_WHAT IS REQUIRED:_ Reproduce all the items below line for line, omitting the pictures.

_RECORDS FOR PROCESSING:_
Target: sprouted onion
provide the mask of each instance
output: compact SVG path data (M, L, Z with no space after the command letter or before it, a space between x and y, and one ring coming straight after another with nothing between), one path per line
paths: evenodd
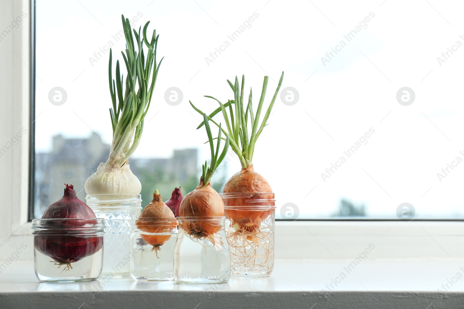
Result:
M154 251L158 257L160 247L171 238L169 233L177 227L177 221L156 189L153 193L153 200L144 208L135 225L142 232L142 239L153 246L151 251Z
M72 263L99 251L103 246L103 236L74 235L89 223L88 220L78 219L96 216L92 209L76 196L73 186L65 184L63 197L48 206L42 216L42 219L56 219L53 228L59 231L58 234L36 235L34 246L51 258L58 268L64 265L63 270L68 271L72 268Z
M171 209L175 217L179 216L179 208L180 207L180 202L183 198L182 192L180 192L180 186L179 186L179 188L174 189L171 198L165 203Z
M100 163L97 172L85 182L87 194L139 194L142 190L140 181L130 170L129 159L140 142L144 119L150 106L163 59L156 64L159 36L154 30L148 41L147 28L149 21L144 26L142 35L141 27L138 32L133 30L133 36L129 19L125 19L122 15L122 19L126 47L126 53L121 52L127 70L125 89L123 90L124 79L123 75L120 74L119 60L116 62L116 82L112 79L112 55L110 49L109 72L113 107L110 109L110 114L113 141L106 163ZM143 50L144 43L148 49L146 52Z
M216 169L226 157L229 148L229 137L226 137L226 145L219 155L219 149L222 139L221 125L218 125L219 132L215 151L211 129L206 114L203 114L203 119L211 150L211 162L209 167L206 162L205 162L200 184L196 189L185 195L180 202L179 226L193 240L198 241L206 239L210 241L213 245L219 246L219 244L215 243L217 239L215 239L214 233L220 230L222 227L215 224L208 218L224 216L224 206L220 196L211 188L210 181ZM195 217L196 220L182 220L183 217L186 217L189 218Z
M212 117L219 112L222 112L227 127L226 129L221 128L221 130L227 137L230 138L231 147L238 156L242 164L241 170L233 175L227 181L224 186L223 192L250 193L251 197L247 195L242 195L244 196L243 197L225 198L224 205L231 207L226 207L226 215L231 220L234 228L238 233L245 235L248 234L247 238L249 240L253 240L255 238L253 235L259 233L261 222L274 211L272 207L265 207L266 206L274 206L273 194L271 194L272 190L266 179L255 171L253 168L252 159L256 141L263 129L267 125L266 122L268 118L271 114L283 79L283 72L274 96L272 97L260 125L259 118L267 88L269 79L268 76L265 76L264 77L261 97L256 114L253 114L251 88L246 108L244 107L243 101L245 95L245 76L242 78L241 87L237 76L235 77L234 84L227 80L227 82L233 91L234 99L228 100L225 104L223 104L212 96L205 96L216 100L219 103L220 107L210 114L208 119L219 126L212 119ZM190 104L197 112L203 114L203 112L194 106L191 102ZM232 108L232 105L234 106L234 108ZM226 109L227 107L229 107L228 114ZM206 122L202 122L197 128L201 127ZM249 136L249 124L251 128L251 134ZM269 193L269 195L266 195L266 193ZM258 200L260 202L258 202ZM237 208L232 209L234 206L242 208L239 210ZM253 209L254 208L256 209Z

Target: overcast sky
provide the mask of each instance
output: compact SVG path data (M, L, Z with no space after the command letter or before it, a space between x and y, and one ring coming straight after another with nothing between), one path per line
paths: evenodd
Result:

_TASK RESPONSE:_
Target: sprouted onion
provide the mask of each instance
output: compact SVG path data (M, L, Z with no space after the command letter or before it, a space between x and y, and one ring coming straight after another with nothing between), one path per line
paths: evenodd
Result:
M154 251L158 257L160 247L171 238L169 233L177 227L177 221L156 189L153 193L153 200L144 208L135 225L142 232L142 239L153 246L151 251Z
M72 263L99 251L103 246L103 236L74 235L89 223L88 220L78 219L96 216L92 209L76 196L73 186L65 184L63 197L48 206L42 216L42 219L56 219L53 228L59 231L58 234L36 235L34 246L51 258L58 268L64 265L63 270L68 271L72 268Z
M171 209L175 217L179 216L179 208L180 207L180 202L183 198L182 192L180 192L180 186L179 186L179 188L174 189L171 198L165 203Z
M100 163L97 172L85 182L87 194L139 194L142 190L140 181L130 170L129 159L140 142L144 119L150 106L163 59L156 64L159 36L154 30L148 41L147 28L149 21L144 26L142 35L141 27L138 32L133 30L133 36L129 19L125 19L122 15L122 19L126 47L126 53L121 52L127 70L125 89L123 90L124 79L123 75L120 74L119 60L116 62L116 82L112 79L112 55L110 49L109 72L113 107L110 109L110 114L113 141L106 163ZM143 50L144 43L148 49L146 52Z
M216 169L226 157L229 148L229 137L226 137L226 145L219 155L219 149L222 139L221 125L218 125L219 132L215 151L211 129L206 114L203 114L203 119L211 150L211 162L209 167L206 162L205 162L200 184L196 189L185 195L180 202L179 226L193 240L198 241L206 239L210 241L213 245L219 246L219 244L215 243L217 239L215 239L214 233L220 230L222 227L215 224L208 218L224 216L224 206L220 196L211 188L210 181ZM195 217L196 220L182 220L183 217L186 217L189 218Z
M212 117L219 112L222 112L227 127L226 129L221 128L221 130L227 137L230 138L231 147L238 156L242 164L241 170L233 175L227 181L224 186L223 192L250 193L251 197L247 195L242 195L244 196L243 197L225 198L224 205L231 207L226 207L226 215L231 220L234 228L238 233L245 235L248 234L247 238L249 240L253 240L255 238L253 235L259 233L261 222L274 211L272 207L265 207L266 206L274 206L273 194L271 194L272 190L266 179L255 171L253 168L252 159L256 141L263 129L267 125L266 122L268 118L271 114L283 79L283 72L274 96L272 97L260 125L259 118L267 88L269 79L268 76L265 76L264 77L261 97L256 114L253 114L251 88L246 108L244 107L243 101L245 95L245 76L242 78L241 87L237 76L235 77L234 84L227 80L227 82L233 91L234 99L228 100L225 104L223 104L212 96L205 96L216 100L219 103L220 107L210 114L208 119L219 126L212 119ZM190 104L197 112L203 114L203 112L194 106L191 102ZM232 108L232 105L234 106L234 108ZM226 109L227 107L229 107L228 114ZM206 122L202 122L197 128L201 127ZM249 136L249 124L251 128L251 134ZM269 193L269 195L266 195L266 193ZM258 200L260 202L258 202ZM237 208L232 209L234 206L242 208L239 210ZM253 209L254 208L256 209Z

Target: overcast sky
provide the mask of each instance
output: compact SVG path data (M, L, Z with no space after the command letter or before it, a space between x and y, and one ring coming straight after another with nothing between), one path per line
paths: evenodd
Result:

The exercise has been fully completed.